* Goal of the exercise *
Reproduce each line of the items below word for word, leaving out the pictures.

##### Supplied material #####

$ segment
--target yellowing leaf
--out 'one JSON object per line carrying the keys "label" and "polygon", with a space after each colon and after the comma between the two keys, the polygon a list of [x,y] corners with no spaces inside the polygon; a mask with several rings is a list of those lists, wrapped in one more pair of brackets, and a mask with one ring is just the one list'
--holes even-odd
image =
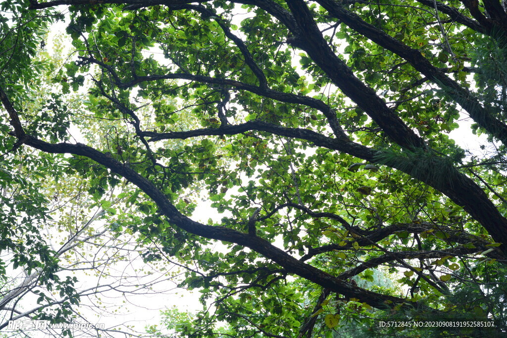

#####

* Worked answer *
$ segment
--target yellowing leaf
--out 'one JSON object per line carrying the keys "label" and "polygon", with a space after each colon and after the comma between the two keys, the polygon a list of [x,y] corners with no spaces inside the polygon; a mask with several rings is a list of those lists, wrapped in one more pair of brackets, and a mask with one ring is just the one list'
--holes even-odd
image =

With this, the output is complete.